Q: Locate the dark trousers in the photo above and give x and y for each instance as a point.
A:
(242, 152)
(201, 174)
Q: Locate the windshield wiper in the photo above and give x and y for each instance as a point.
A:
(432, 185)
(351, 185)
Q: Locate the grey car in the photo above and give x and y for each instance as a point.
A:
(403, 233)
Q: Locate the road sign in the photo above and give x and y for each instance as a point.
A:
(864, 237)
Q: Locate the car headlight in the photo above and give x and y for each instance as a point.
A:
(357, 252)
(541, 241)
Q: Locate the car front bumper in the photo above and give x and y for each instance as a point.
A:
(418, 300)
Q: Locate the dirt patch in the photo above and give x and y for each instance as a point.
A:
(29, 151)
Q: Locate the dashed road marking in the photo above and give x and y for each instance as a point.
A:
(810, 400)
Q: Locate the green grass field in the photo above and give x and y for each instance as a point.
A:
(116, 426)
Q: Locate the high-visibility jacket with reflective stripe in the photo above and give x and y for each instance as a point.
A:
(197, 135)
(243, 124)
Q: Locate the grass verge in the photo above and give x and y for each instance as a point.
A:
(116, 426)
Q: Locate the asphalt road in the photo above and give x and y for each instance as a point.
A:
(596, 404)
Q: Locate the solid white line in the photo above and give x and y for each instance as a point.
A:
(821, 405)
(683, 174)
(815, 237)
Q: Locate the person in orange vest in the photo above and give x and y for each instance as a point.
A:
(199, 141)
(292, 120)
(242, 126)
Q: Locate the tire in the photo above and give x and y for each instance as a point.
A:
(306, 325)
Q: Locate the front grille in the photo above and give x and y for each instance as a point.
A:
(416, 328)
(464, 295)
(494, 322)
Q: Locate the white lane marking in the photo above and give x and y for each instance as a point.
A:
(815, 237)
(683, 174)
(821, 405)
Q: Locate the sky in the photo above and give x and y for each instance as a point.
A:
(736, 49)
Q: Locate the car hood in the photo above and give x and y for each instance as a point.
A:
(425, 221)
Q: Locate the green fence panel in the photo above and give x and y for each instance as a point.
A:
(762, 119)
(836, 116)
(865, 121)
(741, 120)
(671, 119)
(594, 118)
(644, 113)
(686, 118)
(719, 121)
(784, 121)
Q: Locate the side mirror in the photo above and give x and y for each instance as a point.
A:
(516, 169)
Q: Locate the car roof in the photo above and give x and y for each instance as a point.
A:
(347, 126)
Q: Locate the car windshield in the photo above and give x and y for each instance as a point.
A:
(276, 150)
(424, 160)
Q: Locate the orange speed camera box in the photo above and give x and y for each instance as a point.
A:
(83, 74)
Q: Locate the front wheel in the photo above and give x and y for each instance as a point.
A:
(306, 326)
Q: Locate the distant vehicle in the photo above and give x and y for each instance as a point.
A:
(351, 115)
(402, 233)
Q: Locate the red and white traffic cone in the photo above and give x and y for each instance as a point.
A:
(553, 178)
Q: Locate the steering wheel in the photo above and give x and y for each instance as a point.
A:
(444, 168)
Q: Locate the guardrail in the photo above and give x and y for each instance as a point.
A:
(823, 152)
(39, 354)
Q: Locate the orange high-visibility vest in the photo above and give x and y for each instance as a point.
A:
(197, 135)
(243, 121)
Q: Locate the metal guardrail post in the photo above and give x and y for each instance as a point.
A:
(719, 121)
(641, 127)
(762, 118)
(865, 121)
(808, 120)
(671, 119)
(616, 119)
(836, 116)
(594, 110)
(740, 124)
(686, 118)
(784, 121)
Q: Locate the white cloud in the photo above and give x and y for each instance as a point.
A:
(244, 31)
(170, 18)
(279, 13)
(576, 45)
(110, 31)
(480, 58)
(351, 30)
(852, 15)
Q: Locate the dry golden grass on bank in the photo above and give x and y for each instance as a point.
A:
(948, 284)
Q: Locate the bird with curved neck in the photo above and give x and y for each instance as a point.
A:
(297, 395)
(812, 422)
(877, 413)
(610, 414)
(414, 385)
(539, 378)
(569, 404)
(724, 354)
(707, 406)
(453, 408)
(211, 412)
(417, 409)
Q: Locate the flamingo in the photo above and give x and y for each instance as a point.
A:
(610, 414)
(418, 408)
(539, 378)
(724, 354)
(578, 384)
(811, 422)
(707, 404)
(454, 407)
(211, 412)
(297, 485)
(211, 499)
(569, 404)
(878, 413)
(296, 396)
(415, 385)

**Set problem**. Set out every line of the listing above as a JSON array of strings, one string per line, with blank lines omitted.

**Exercise response**.
[
  "Q: Locate the dark trousers in the photo above and give x and y for each instance as a point.",
  "A:",
  "(242, 152)",
  "(201, 174)",
  "Q: Locate the windshield wiper in the photo above and give x and y for each instance as a point.",
  "A:",
  "(432, 185)",
  "(351, 185)",
  "Q: Locate the grey car in the photo above and give x and y for each instance as a point.",
  "A:",
  "(403, 233)",
  "Q: Locate the road sign in the photo above and give x and y for each instance as a point.",
  "A:",
  "(864, 237)",
  "Q: Locate the car headlight in the photo above and give x and y for each instance as a point.",
  "A:",
  "(357, 252)",
  "(541, 241)",
  "Q: Locate the car front bumper in the photo above and give x and y for each instance as a point.",
  "A:",
  "(418, 300)",
  "Q: Locate the dirt patch in the photo above and give x and y for each instance as a point.",
  "A:",
  "(29, 151)",
  "Q: Locate the dashed road marking in the photo above and give x and y for each instance as a point.",
  "A:",
  "(810, 400)",
  "Q: Locate the green grass field in the photo above and give x and y for each instance as a point.",
  "A:",
  "(116, 426)",
  "Q: Locate the high-visibility jacket with reflective stripe in the photo above and give x and y for each instance as a point.",
  "A:",
  "(197, 135)",
  "(243, 124)",
  "Q: Locate the grass verge in the photo above and give x and y for each instance as a point.",
  "A:",
  "(116, 426)",
  "Q: Locate the asphalt road in the photo above and give x and y for each instance as a point.",
  "A:",
  "(596, 404)",
  "Q: Locate the solid white line in the photo above and give x and y for each instance as a point.",
  "A:",
  "(821, 405)",
  "(683, 174)",
  "(815, 237)",
  "Q: Locate the person in orange vest in the photo above and give x and y for each instance as a point.",
  "A:",
  "(199, 141)",
  "(292, 120)",
  "(242, 126)",
  "Q: Locate the tire in the photo above and give x and y for each instance as a point.",
  "A:",
  "(306, 325)",
  "Q: Locate the front grille in the photo above and give x and y for each instance as a point.",
  "A:",
  "(416, 328)",
  "(464, 295)",
  "(494, 322)",
  "Q: Locate the white lane marking in the photo above and give x and y for each instance as a point.",
  "A:",
  "(815, 237)",
  "(683, 174)",
  "(821, 405)",
  "Q: Locate the sky in the photo above and give x and y for each instance as a point.",
  "A:",
  "(736, 49)",
  "Q: Locate the car hood in the photo above and give x and y for each instance as a point.",
  "A:",
  "(425, 221)",
  "Q: Locate the green fence panel in the photo above and give x and y for each instance as a point.",
  "A:",
  "(762, 119)",
  "(836, 116)",
  "(865, 121)",
  "(741, 120)",
  "(671, 119)",
  "(594, 118)",
  "(644, 113)",
  "(686, 118)",
  "(719, 121)",
  "(784, 121)",
  "Q: Locate the side mirror in the photo above and give x and y for each instance as a point.",
  "A:",
  "(516, 169)",
  "Q: Locate the car roof in the photo above and give x and y for each instance as a point.",
  "A:",
  "(347, 126)",
  "Q: Locate the car windshield in the photo above and give x and y for each instance as a point.",
  "A:",
  "(276, 150)",
  "(424, 160)",
  "Q: Locate the orange speed camera box in the photo above and give x and y for each instance as a point.",
  "A:",
  "(83, 74)",
  "Q: Locate the front wheel in the photo above and give x and y for each instance as a point.",
  "A:",
  "(306, 326)",
  "Q: Locate the distant vehicle in the photo above and give x and y for each instance as a point.",
  "A:",
  "(351, 115)",
  "(402, 233)",
  "Q: Locate the red and white traffic cone in the photo above and give x and y for each instance as a point.",
  "A:",
  "(553, 178)",
  "Q: Locate the steering wheel in the photo above and give x and y for each instance as a point.",
  "A:",
  "(444, 168)",
  "Q: Locate the guardrail in the photo above and give x and y for each instance as a point.",
  "A:",
  "(823, 152)",
  "(39, 354)",
  "Q: Locate the orange high-visibility vest in the photo above and give x and y for each instance as a point.",
  "A:",
  "(197, 135)",
  "(243, 121)",
  "Q: Locate the metal guardrail post in the photo above and give x and y for each instance as a point.",
  "A:",
  "(719, 121)",
  "(641, 127)",
  "(762, 118)",
  "(865, 121)",
  "(808, 120)",
  "(671, 119)",
  "(616, 119)",
  "(836, 116)",
  "(594, 110)",
  "(740, 124)",
  "(686, 118)",
  "(784, 121)",
  "Q: Locate the white cloud in the photo above and give x and y for each instance as a point.",
  "A:",
  "(244, 31)",
  "(170, 18)",
  "(279, 13)",
  "(576, 45)",
  "(110, 31)",
  "(480, 58)",
  "(351, 30)",
  "(852, 15)",
  "Q: Locate the dry golden grass on bank in the photo above and give x and y for each instance as a point.",
  "A:",
  "(948, 284)",
  "Q: Locate the bird with curved neck in the photo above and give x and y for each instance as a point.",
  "A:",
  "(297, 395)",
  "(812, 422)",
  "(877, 413)",
  "(610, 414)",
  "(414, 385)",
  "(539, 378)",
  "(569, 404)",
  "(724, 354)",
  "(707, 406)",
  "(453, 408)",
  "(211, 412)",
  "(417, 409)",
  "Q: Locate the flamingo in the photo above and give x and y for each instance as a point.",
  "A:",
  "(610, 414)",
  "(418, 408)",
  "(539, 378)",
  "(724, 354)",
  "(578, 384)",
  "(811, 422)",
  "(707, 404)",
  "(454, 407)",
  "(211, 412)",
  "(297, 485)",
  "(211, 499)",
  "(569, 404)",
  "(878, 413)",
  "(296, 396)",
  "(415, 385)"
]